• [Document excerpt]:
Today I report on two things I came across here at ISMP:

• The first is a talk by Russell Luke on Constraint qualifications for nonconvex feasibility problems. Luke treated the NP-hard problem of sparsest solutions of linear systems. In fact he did not tackle this problem but the problem to find an ${s}$-sparse solution of an ${m\times n}$ system of equations. He formulated this as a feasibility-problem (well, Heinz Bauschke was a collaborator) as follows: With the usual malpractice let us denote by ${\|x\|_0}$ the number of non-zero entries of ${x\in{\mathbb R}^n}$. Then the problem of finding an ${s}$-sparse solution to ${Ax=b}$ is:

$\displaystyle \text{Find}\ x\ \text{in}\ \{\|x\|_0\leq s\}\cap\{Ax=b\}.$

In other words: find a feasible point, i.e. a point which lies in the intersection of the two sets. Well, most often feasibility problems involve convex sets but here, the first one given by this “${0}$-norm” is definitely not convex. One of the simplest algorithms for the convex feasibility problem is to alternatingly project onto both sets. This algorithm dates back to von Neumann and has been analyzed in great detail. To make this method work for non-convex sets one only needs to know how to project onto both sets. For the case of the equality constraint ${Ax=b}$ one can use numerical linear algebra to obtain the projection. The non-convex constraint on the number of non-zero entries is in fact even easier: For ${x\in{\mathbb R}^n}$ the projection onto ${\{\|x\|_0\leq s\}}$ consists of just keeping the ${s}$ largest entries of ${x}$ while setting the others to zero (known as the “best ${s}$-term approximation”). However, the theory breaks down in the case of non-convex sets. Russell treated problem in several papers (have a look at his publication page) and in the talk he focused on the problem of constraint qualification, i.e. what kind of regularity has to be imposed on the intersection of the two sets. He could shows that (local) linear convergence of the algorithm (which is observed numerically) can indeed be justified theoretically. One point which is still open is the phenomenon that the method seems to be convergent regardless of the initialization and that (even more surprisingly) that the limit point seems to be independent of the starting point (and also seems to be robust with respect to overestimating the sparsity ${s}$). I wondered if his results are robust with respect to inexact projections. For larger problems the projection onto the equality constraint ${Ax=b}$ are computationally expensive. For example it would be interesting to see what happens if one approximates the projection with a truncated CG-iteration as Andreas, Marc and I did in our paper on subgradient methods for Basis Pursuit.

• [Extracted information]:

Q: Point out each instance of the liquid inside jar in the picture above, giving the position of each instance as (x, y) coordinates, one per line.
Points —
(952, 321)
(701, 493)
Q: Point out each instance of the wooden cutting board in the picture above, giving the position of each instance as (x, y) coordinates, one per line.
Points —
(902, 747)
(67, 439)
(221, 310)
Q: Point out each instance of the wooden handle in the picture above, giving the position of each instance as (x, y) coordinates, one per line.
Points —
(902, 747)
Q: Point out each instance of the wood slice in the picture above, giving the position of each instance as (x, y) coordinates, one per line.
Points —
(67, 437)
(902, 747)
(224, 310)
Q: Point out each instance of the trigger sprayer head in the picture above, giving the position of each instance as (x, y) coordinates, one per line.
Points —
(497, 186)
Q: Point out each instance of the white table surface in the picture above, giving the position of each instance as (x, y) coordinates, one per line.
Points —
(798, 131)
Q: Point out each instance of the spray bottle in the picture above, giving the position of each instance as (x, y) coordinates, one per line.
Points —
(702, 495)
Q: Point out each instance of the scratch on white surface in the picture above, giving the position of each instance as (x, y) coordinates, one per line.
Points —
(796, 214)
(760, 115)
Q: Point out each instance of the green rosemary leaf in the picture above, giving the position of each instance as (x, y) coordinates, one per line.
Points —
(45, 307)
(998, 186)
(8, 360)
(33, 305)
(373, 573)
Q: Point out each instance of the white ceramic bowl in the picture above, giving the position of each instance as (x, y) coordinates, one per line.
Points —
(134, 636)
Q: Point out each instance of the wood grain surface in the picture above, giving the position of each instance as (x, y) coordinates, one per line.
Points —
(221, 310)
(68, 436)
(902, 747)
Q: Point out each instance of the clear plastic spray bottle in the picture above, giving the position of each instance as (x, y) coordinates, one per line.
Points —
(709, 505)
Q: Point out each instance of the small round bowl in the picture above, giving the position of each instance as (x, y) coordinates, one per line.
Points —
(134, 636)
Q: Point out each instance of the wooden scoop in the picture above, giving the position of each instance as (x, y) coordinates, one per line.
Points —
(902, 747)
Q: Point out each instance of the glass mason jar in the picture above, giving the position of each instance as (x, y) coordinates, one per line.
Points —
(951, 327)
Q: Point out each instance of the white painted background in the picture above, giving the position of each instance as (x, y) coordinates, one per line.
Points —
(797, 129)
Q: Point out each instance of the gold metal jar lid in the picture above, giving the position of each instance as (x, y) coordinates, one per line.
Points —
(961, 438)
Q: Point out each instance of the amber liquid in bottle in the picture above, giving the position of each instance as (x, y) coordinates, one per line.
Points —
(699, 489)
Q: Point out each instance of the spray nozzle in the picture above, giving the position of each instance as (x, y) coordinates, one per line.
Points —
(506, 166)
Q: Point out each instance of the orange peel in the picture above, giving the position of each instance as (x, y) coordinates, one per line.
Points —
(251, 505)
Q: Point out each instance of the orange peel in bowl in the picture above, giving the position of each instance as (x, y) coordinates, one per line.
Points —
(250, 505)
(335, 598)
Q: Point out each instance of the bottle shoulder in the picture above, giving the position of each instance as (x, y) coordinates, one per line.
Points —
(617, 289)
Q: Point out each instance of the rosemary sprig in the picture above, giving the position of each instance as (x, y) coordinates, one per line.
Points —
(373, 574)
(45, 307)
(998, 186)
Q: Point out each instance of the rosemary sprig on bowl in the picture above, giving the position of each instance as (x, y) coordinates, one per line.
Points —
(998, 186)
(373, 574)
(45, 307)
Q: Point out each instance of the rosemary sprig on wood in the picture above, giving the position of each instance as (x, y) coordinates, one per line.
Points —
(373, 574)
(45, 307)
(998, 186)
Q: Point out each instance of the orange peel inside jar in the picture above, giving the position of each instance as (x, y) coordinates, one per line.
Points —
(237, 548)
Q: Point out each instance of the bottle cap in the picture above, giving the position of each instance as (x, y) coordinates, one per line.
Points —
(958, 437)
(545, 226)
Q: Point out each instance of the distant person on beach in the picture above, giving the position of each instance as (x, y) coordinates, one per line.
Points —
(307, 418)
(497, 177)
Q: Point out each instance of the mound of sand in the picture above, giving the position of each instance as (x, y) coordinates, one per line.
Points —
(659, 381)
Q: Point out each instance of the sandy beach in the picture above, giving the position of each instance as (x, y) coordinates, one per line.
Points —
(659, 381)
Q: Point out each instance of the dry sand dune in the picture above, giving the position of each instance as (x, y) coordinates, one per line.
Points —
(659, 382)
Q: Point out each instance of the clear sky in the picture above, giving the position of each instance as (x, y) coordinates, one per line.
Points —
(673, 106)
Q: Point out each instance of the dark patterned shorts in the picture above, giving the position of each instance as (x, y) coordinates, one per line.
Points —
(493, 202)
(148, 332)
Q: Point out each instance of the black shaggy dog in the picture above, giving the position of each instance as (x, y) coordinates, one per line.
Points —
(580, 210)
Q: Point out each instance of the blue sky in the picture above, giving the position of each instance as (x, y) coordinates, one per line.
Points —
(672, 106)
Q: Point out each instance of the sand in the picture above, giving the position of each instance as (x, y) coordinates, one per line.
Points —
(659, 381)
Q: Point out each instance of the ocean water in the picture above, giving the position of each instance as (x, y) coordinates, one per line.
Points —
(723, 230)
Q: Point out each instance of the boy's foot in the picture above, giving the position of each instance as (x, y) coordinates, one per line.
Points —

• [Goal of the exercise]: In the ISMP talk report, how is a vector projected onto the set of vectors with at most s non-zero entries? The records were taken from a different source than the text.

• [Complete output]: Its s largest entries are kept and all the others are set to zero.